_Problem to work on_
Reproduce only the stretch of the listing from the line containing "the truck door." through the line containing "[[82, 338, 128, 392], [182, 352, 236, 410]]", requests included. Raise every bounding-box coordinate in the answers by 10, and leave the requests and their format samples unchanged.

***** Information given

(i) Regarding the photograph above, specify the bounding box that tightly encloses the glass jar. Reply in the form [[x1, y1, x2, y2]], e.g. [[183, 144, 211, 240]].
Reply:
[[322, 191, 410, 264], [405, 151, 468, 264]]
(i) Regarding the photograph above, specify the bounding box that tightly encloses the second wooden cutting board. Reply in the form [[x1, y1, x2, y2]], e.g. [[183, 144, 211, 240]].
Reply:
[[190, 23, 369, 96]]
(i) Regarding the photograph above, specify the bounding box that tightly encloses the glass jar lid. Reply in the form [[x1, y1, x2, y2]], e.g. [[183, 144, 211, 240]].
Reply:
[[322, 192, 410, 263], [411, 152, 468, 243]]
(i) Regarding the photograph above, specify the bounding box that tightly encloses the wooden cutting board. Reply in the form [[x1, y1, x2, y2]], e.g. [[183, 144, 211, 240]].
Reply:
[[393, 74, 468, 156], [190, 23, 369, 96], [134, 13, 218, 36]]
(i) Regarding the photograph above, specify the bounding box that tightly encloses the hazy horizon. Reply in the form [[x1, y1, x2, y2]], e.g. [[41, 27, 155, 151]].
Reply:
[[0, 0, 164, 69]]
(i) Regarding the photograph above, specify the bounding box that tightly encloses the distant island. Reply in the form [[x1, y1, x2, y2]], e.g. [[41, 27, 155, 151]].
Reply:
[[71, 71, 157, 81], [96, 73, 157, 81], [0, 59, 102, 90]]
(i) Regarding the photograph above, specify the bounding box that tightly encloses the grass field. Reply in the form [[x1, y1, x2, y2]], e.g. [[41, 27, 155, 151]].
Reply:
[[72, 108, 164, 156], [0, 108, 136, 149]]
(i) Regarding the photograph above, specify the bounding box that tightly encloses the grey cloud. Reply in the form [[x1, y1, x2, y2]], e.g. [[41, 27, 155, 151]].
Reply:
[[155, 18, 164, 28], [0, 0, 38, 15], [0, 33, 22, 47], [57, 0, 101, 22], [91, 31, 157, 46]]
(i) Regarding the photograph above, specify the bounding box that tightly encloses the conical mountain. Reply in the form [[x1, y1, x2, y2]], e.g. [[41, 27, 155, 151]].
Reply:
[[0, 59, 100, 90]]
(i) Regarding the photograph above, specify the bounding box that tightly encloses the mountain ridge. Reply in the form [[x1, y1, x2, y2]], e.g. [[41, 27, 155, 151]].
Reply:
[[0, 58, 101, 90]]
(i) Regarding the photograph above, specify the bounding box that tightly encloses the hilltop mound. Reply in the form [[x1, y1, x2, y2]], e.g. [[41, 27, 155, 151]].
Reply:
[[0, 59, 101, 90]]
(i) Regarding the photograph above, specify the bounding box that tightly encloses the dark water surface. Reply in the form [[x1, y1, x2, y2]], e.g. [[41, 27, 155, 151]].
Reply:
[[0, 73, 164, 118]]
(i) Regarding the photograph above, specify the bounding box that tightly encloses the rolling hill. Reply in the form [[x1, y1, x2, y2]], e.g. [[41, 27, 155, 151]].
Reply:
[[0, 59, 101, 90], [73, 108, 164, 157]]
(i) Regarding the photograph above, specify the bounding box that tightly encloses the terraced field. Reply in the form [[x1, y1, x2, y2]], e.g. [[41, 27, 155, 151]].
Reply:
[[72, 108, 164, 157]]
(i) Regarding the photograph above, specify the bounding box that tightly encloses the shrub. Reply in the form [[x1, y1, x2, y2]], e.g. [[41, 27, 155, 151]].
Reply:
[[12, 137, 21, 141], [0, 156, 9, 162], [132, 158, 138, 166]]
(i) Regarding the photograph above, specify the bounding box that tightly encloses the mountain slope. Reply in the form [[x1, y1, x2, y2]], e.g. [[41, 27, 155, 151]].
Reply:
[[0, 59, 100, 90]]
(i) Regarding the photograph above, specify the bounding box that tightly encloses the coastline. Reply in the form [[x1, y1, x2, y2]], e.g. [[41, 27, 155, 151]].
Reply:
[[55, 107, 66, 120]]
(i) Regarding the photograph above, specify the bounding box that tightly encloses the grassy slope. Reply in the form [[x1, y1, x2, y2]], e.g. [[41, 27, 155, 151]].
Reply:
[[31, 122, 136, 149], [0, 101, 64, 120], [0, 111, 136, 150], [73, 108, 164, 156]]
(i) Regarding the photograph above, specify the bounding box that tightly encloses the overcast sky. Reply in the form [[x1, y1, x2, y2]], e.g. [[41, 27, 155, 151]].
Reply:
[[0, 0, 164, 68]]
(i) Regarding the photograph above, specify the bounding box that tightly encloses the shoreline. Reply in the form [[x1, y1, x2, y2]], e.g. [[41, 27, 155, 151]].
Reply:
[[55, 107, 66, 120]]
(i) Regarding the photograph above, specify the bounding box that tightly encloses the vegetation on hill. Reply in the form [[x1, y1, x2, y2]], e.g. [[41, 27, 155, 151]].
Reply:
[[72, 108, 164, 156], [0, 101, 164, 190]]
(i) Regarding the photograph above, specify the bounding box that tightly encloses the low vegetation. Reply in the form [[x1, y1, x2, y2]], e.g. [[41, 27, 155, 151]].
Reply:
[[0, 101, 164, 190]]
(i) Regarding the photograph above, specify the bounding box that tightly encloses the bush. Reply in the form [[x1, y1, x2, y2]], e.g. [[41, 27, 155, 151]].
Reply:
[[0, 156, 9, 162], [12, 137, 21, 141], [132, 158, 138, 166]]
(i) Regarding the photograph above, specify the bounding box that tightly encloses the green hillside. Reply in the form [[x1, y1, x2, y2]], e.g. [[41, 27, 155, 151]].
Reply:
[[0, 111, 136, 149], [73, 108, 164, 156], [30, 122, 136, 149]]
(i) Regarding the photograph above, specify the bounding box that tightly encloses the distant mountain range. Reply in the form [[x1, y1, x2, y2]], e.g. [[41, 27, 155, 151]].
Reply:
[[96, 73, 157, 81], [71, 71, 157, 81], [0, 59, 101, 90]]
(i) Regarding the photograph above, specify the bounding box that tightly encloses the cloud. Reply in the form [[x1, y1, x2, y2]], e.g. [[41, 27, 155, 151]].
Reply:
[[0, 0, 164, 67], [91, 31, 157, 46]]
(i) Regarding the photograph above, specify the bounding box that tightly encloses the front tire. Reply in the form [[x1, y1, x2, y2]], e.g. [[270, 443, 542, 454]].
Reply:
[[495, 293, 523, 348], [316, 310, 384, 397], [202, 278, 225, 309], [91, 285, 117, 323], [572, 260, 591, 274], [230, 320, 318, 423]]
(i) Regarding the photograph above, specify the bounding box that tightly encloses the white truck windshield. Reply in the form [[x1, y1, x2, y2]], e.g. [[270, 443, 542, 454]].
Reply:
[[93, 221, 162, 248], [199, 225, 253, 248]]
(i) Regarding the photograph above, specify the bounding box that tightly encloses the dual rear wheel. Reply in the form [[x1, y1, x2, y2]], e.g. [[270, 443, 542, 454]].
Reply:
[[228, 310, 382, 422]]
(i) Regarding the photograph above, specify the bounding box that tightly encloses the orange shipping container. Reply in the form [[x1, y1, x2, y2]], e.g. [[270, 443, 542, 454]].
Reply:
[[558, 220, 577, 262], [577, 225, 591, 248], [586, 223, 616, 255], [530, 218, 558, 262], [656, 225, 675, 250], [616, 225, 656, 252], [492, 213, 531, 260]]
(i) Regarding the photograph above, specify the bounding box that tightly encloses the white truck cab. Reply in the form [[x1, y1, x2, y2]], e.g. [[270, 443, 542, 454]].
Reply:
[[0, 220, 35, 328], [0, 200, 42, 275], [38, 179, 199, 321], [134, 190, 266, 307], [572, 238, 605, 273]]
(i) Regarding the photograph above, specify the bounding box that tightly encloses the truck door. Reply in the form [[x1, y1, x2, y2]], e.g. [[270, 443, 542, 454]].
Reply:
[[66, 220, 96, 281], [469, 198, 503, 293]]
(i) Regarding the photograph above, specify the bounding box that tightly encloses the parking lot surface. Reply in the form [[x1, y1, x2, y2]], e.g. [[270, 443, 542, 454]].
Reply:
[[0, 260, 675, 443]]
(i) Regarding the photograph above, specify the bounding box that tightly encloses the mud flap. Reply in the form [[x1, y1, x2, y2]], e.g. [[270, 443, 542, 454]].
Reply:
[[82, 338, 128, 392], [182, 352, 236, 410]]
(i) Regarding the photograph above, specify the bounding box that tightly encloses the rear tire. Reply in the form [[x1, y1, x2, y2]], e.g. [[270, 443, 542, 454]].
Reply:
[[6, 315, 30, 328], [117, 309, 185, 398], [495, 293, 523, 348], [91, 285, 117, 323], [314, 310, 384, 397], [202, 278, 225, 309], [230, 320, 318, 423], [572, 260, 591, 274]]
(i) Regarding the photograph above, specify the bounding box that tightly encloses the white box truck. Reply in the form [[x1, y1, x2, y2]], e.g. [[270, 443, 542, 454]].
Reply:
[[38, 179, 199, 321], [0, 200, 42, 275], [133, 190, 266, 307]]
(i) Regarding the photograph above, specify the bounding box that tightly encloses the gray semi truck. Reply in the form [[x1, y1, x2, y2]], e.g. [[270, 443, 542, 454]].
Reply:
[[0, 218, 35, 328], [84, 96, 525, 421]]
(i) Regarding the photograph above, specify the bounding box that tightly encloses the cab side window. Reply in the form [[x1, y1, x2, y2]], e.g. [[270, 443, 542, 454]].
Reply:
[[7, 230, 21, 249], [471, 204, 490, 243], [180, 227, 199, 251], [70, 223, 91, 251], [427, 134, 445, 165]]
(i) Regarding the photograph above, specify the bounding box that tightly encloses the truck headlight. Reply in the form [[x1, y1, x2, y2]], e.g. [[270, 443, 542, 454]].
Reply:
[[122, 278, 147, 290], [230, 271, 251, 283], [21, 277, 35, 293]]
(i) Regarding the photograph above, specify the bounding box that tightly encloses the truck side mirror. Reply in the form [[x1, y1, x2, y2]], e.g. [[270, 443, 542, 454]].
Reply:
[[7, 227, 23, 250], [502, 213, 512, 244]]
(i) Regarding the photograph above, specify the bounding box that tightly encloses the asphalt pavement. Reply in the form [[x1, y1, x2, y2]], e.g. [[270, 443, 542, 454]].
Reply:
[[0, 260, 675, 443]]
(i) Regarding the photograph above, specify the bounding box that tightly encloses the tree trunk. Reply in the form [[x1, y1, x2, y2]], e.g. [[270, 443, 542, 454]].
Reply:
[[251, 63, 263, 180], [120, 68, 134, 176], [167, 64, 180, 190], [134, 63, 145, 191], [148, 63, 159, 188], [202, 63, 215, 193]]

**********

_Answer to this problem_
(i) Regarding the photograph above, specify the bounding box that tightly encloses the truck door. Reply in the form [[x1, y1, x2, y2]], e.g. [[270, 443, 542, 454]].
Reply:
[[76, 230, 106, 291], [479, 208, 513, 303]]
(i) Regarding the photograph above, specify the bounding box that tightly encloses the parking lot surface. Reply in the form [[x1, y1, x2, y2]], e.g. [[270, 443, 542, 454]].
Reply:
[[10, 270, 685, 453]]
(i) Regarding the photograph above, specify the bounding box that tightly encloses the mud flap. Reply in the form [[x1, y1, x2, y2]], e.g. [[270, 443, 542, 454]].
Reply:
[[92, 348, 138, 402], [192, 362, 246, 420]]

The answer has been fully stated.